THE PROBLEM:
Select every line in the records below that contains the string "screen", matching uppercase and lowercase exactly.

────────────────────

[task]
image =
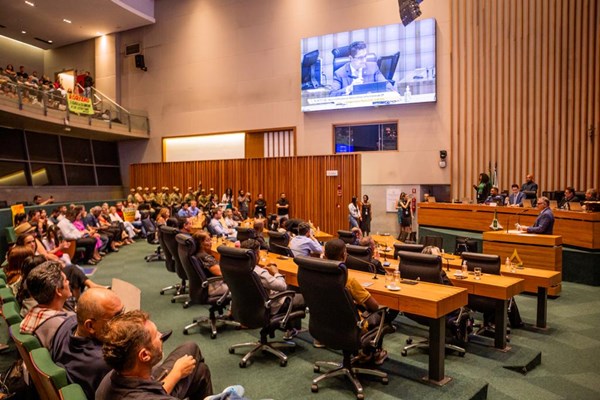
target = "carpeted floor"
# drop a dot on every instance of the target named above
(570, 349)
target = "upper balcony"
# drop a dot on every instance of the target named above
(46, 111)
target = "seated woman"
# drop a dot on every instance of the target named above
(77, 279)
(209, 263)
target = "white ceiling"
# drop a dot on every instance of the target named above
(89, 19)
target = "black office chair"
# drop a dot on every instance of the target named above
(414, 248)
(334, 320)
(279, 238)
(428, 268)
(347, 236)
(281, 250)
(168, 237)
(252, 304)
(430, 240)
(489, 264)
(245, 233)
(169, 263)
(359, 258)
(198, 286)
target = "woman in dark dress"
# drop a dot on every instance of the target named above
(365, 212)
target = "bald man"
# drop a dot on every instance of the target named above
(77, 346)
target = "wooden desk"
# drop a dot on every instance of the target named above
(497, 287)
(581, 229)
(425, 299)
(534, 281)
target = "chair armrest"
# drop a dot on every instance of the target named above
(288, 294)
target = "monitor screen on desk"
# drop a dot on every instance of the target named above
(377, 66)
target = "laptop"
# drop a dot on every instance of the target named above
(372, 87)
(575, 206)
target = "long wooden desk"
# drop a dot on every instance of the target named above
(580, 229)
(425, 299)
(534, 281)
(497, 287)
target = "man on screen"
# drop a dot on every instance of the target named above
(356, 72)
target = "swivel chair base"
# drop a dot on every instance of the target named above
(264, 345)
(213, 321)
(345, 368)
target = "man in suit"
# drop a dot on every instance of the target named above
(515, 199)
(544, 223)
(356, 71)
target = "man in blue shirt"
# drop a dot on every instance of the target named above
(544, 223)
(305, 243)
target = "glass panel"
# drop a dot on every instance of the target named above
(43, 147)
(105, 153)
(80, 176)
(372, 137)
(13, 145)
(13, 174)
(76, 150)
(47, 174)
(109, 176)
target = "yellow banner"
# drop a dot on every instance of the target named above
(80, 104)
(17, 209)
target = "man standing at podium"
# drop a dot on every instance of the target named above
(544, 223)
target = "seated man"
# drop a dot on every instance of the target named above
(274, 282)
(336, 250)
(132, 346)
(494, 197)
(77, 344)
(305, 243)
(356, 71)
(49, 286)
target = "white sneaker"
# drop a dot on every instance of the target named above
(236, 390)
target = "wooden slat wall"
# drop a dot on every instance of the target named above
(312, 194)
(526, 92)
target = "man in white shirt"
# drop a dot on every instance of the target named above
(305, 244)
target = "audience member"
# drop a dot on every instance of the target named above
(49, 286)
(132, 346)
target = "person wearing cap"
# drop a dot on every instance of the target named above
(305, 244)
(132, 346)
(77, 344)
(189, 196)
(131, 196)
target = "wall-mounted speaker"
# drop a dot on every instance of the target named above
(140, 63)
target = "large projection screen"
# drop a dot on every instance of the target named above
(204, 147)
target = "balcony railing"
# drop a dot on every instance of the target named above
(53, 102)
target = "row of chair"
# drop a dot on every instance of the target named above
(50, 380)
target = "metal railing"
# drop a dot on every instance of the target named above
(53, 102)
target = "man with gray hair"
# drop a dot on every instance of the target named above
(49, 286)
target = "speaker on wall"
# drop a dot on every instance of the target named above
(139, 62)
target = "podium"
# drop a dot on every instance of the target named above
(536, 251)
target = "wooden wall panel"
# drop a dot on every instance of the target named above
(312, 194)
(525, 92)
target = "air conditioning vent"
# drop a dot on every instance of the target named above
(133, 49)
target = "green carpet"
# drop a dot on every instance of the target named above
(569, 368)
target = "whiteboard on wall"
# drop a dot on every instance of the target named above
(205, 147)
(392, 194)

────────────────────

RESPONSE:
target = "monitor screen on desk"
target = "man on screen"
target = "large projection screen"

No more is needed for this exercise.